PROBLEM DESCRIPTION: Copy out every line of the records below, reproducing each one without any change.

RECORDS FOR PROCESSING:
+++++

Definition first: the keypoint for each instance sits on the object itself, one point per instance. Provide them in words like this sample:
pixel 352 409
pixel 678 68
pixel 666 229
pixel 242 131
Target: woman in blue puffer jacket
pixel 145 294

+++++

EXERCISE ANSWER:
Definition first: the keypoint for each instance sits on the object itself, one point per instance. Provide them in words like this sample:
pixel 352 409
pixel 678 68
pixel 666 229
pixel 242 131
Target: woman in blue puffer jacket
pixel 145 294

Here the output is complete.